Global Pantry: Turkish Red Pepper Paste

Posted By on Tue, Jan 27, 2009 at 10:32 AM

click to enlarge sera_hot_pepper_paste.jpg
I bought my first jar of Turkish red pepper paste (biber salçası) to make kisir, a bulgur salad similar to tabbouleh, which I first encountered at the since-closed Ephesus Kebab Lounge in Walnut Creek. Since it was in the fridge, we started experimenting, using it to spice up scrambled eggs and sandwiches, and it has become a staple.

I'm partial to the (slightly) hot version from Sera, which you can find at the 22nd & Irving Market or Indus Foods (1920 San Pablo in Berkeley), which also stocks the mild version and several other brands. Haig's Delicacies at 642 Clement has a domestic brand, Selena, which I haven't tried. All three also carry the pomegranate molasses and fine bulgur (which Haig's labels "cracked wheat") called for in the following recipe. I've found two specifically Turkish shops in the Bay Area, but due to their inconvenient locations haven't checked them out yet: European Turkish Market in Burlingame, and Turkaz Market in Dublin.

§ **LISTED ENTRIES**:
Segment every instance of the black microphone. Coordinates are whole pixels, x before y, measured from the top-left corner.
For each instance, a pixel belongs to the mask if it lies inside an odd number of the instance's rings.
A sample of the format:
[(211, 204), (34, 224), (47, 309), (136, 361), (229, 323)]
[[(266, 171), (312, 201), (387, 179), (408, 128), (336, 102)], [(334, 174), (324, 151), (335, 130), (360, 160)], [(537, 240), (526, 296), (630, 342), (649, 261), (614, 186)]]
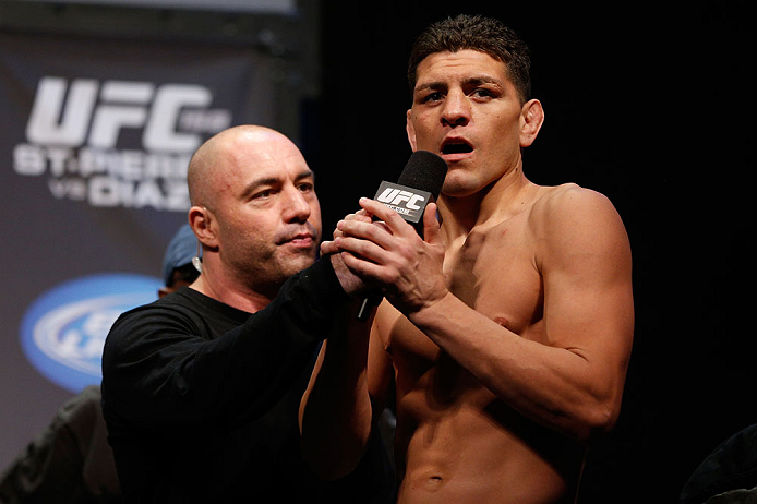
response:
[[(447, 176), (447, 164), (434, 153), (416, 151), (399, 175), (397, 183), (382, 181), (374, 200), (396, 211), (416, 232), (423, 238), (423, 213), (429, 203), (438, 197)], [(358, 320), (365, 321), (371, 307), (377, 305), (383, 296), (369, 296), (358, 312)]]

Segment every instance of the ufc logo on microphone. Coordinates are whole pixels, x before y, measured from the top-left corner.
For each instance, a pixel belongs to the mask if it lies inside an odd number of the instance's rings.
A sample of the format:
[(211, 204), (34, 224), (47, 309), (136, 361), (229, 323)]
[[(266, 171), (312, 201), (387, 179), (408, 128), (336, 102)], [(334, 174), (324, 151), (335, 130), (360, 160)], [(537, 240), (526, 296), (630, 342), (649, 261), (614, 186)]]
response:
[(405, 220), (418, 223), (423, 216), (423, 209), (431, 199), (431, 193), (383, 181), (378, 185), (375, 199), (396, 211)]

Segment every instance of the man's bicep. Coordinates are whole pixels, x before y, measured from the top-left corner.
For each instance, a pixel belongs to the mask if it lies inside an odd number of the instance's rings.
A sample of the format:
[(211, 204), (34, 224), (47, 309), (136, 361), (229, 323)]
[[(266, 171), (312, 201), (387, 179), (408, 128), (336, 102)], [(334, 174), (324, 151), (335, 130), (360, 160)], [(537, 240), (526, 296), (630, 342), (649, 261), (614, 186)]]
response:
[(368, 392), (374, 408), (373, 416), (377, 417), (388, 404), (389, 389), (394, 380), (394, 367), (387, 352), (388, 315), (394, 309), (386, 301), (376, 313), (371, 327), (371, 339), (368, 347)]
[(612, 204), (566, 191), (546, 217), (544, 320), (550, 345), (570, 349), (598, 372), (624, 375), (634, 307), (628, 238)]

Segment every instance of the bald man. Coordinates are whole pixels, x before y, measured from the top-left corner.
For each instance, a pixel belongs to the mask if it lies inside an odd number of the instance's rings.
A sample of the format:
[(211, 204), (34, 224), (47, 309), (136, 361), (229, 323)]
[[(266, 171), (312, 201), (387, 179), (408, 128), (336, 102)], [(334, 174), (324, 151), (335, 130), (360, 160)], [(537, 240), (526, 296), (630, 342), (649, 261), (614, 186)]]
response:
[(104, 413), (125, 497), (389, 502), (377, 437), (336, 484), (301, 460), (297, 410), (315, 352), (357, 309), (333, 259), (315, 261), (321, 209), (302, 154), (276, 131), (236, 127), (197, 149), (188, 183), (201, 275), (122, 314), (104, 350)]

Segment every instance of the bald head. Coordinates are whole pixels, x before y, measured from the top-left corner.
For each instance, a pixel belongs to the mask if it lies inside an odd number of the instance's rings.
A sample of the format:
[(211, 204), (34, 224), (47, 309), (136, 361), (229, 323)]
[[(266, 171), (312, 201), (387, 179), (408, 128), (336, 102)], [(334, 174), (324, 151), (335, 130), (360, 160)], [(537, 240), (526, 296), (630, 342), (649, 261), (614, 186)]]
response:
[(208, 139), (194, 153), (187, 171), (192, 206), (214, 208), (217, 196), (215, 185), (224, 178), (226, 170), (233, 168), (240, 149), (255, 148), (274, 140), (291, 144), (278, 131), (254, 124), (229, 128)]

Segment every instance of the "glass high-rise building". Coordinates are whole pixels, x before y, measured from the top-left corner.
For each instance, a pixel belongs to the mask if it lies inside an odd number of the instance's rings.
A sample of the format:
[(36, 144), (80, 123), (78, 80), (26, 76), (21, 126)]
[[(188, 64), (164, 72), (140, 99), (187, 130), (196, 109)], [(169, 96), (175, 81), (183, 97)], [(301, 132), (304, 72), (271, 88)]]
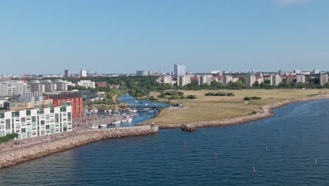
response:
[(183, 63), (176, 63), (174, 66), (174, 71), (175, 73), (175, 79), (177, 79), (180, 75), (184, 75), (186, 72), (185, 70), (185, 66)]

§ **DIRECTIVES**:
a. In the post about Turkish red pepper paste, what dish was the first jar bought to make?
b. Quote the post about Turkish red pepper paste from "click to enlarge" up to and including "become a staple.".
c. Continue the post about Turkish red pepper paste, starting after its last sentence.

§ **ANSWERS FOR THE EXERCISE**:
a. Kisir, a bulgur salad similar to tabbouleh.

b.
click to enlarge sera_hot_pepper_paste.jpg
I bought my first jar of Turkish red pepper paste (biber salçası) to make kisir, a bulgur salad similar to tabbouleh, which I first encountered at the since-closed Ephesus Kebab Lounge in Walnut Creek. Since it was in the fridge, we started experimenting, using it to spice up scrambled eggs and sandwiches, and it has become a staple.

c.
2 cups water
2 tbsp. red pepper paste
2 tbsp. tomato paste
1 tsp. salt
2 cups fine bulgur
1 bunch scallions, finely sliced
1/4 cup good olive oil
1 tbsp. pomegranate molasses
juice of 1 lemon
Romaine lettuce or Belgian endive

Mix the water, pepper paste, tomato paste, and salt in a saucepan and simmer for five minutes. Place the bulgur in a large mixing bowl, add the hot liquid, mix, and leave to cool. Mix in the scallions, oil, molasses, and lemon juice. Correct salt, cover bowl, and refrigerate for a few hours or overnight. Bring to room temperature before serving. Serve with Romaine or Belgian endive leaves, and eat by scooping up a bite of the salad with a small leaf or a piece of a large leaf.

This is a somewhat stripped-down basic recipe. Most versions include more vegetables, such as chopped parsley and/or mint, shredded lettuce, fresh tomato pulp, diced cucumber, or seeded fresh chiles sliced into thin strips. Black pepper and ground cumin are common additional seasonings.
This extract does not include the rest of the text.